# Written task:
How many lines in the material below contain the string "forearm"? Reply with the number only.

# Data shown:
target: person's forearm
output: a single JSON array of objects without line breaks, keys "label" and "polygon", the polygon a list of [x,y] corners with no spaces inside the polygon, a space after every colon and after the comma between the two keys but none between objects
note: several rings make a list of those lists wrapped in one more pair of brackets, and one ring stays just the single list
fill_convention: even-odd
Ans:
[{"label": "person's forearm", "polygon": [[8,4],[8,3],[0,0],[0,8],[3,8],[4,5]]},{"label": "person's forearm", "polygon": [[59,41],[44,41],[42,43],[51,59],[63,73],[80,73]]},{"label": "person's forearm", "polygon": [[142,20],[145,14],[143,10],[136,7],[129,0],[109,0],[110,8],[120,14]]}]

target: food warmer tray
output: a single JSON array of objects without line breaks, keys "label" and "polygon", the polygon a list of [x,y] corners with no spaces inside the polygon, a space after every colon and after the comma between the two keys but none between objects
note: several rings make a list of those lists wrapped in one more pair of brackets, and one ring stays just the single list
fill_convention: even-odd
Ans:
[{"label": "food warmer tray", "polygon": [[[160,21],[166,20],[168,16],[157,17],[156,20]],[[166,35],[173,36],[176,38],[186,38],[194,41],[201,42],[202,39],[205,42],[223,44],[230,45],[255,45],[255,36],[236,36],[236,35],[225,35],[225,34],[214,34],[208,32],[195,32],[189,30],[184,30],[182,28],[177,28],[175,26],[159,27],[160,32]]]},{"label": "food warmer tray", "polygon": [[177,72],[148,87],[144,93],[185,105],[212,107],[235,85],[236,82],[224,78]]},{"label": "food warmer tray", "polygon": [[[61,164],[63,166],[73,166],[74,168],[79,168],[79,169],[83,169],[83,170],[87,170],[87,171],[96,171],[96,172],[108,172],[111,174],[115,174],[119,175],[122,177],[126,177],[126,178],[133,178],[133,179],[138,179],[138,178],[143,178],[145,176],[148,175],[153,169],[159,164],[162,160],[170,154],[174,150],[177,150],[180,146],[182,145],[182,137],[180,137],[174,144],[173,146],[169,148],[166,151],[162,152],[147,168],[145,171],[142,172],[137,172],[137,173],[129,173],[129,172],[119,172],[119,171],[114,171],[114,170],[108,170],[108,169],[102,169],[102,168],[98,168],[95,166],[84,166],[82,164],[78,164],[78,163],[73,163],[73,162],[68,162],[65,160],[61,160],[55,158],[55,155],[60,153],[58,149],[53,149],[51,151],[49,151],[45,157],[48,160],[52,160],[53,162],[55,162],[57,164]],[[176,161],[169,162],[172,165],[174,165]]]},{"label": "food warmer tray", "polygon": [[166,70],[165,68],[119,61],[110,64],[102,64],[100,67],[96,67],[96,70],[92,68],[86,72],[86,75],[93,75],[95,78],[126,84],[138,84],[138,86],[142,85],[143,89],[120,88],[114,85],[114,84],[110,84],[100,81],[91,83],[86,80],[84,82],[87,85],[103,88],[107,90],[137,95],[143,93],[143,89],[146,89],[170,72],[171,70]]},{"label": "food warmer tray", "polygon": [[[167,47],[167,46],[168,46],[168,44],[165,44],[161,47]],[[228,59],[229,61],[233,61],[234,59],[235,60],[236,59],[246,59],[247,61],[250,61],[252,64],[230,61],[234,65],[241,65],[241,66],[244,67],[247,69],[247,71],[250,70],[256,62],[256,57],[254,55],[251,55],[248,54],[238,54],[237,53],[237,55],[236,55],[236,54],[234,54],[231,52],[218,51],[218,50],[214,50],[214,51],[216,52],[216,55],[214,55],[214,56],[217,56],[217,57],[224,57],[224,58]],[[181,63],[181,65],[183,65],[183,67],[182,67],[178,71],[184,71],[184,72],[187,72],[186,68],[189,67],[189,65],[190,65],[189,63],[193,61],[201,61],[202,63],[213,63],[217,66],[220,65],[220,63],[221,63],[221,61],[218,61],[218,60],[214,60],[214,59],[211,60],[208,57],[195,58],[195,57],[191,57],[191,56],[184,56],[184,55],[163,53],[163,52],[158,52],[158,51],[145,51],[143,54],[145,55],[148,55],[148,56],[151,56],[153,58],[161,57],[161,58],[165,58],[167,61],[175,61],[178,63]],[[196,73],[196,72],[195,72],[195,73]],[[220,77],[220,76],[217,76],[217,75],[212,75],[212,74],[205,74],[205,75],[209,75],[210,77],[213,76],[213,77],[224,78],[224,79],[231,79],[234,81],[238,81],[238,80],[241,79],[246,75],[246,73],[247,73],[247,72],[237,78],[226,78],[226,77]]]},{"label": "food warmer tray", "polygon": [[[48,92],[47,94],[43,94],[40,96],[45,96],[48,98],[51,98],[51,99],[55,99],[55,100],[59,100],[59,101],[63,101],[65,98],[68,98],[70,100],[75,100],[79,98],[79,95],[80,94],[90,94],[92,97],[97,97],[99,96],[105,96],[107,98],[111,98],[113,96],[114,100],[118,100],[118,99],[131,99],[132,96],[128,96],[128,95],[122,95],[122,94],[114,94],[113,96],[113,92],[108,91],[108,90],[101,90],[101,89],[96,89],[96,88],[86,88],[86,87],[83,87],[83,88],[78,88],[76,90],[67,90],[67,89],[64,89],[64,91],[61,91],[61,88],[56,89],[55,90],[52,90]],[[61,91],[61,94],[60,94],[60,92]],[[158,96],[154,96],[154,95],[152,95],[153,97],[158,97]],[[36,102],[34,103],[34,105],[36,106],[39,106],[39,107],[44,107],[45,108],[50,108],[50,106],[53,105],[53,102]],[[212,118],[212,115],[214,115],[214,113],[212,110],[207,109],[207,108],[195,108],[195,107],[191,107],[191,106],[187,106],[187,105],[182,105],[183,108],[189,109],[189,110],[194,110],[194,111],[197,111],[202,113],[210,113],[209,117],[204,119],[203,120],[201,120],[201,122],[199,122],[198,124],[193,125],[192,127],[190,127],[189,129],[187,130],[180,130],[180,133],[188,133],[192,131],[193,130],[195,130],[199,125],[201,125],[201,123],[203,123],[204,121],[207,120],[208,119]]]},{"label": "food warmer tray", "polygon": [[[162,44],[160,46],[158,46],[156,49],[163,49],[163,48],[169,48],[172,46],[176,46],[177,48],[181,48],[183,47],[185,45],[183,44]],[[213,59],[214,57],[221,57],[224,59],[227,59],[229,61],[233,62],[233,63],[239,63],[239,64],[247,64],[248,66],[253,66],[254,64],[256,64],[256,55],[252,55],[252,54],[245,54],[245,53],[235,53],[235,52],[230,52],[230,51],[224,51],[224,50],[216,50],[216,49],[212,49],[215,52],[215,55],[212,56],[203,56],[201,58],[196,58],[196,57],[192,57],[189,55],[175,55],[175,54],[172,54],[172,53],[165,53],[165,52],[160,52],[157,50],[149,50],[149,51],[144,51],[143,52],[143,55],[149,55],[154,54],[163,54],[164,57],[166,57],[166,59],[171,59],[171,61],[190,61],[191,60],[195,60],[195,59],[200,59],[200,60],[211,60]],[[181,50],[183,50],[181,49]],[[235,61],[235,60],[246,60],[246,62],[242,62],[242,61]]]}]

# Answer to the exercise:
2